Write out the material below word for word, keeping every line unchanged.

═════ Data

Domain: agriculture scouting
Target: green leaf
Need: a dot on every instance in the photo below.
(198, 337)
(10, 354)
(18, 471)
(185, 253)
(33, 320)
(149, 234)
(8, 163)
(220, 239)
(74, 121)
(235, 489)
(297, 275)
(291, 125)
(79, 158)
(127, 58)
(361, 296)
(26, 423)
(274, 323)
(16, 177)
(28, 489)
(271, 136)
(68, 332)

══════════

→ **Output of the task**
Domain: agriculture scouting
Target: green leaf
Need: a dot on every instance in the photo below.
(198, 337)
(10, 354)
(18, 471)
(185, 253)
(33, 320)
(149, 234)
(8, 163)
(220, 239)
(74, 121)
(235, 489)
(297, 275)
(291, 125)
(79, 158)
(127, 58)
(361, 296)
(26, 423)
(274, 323)
(16, 177)
(28, 489)
(271, 136)
(68, 332)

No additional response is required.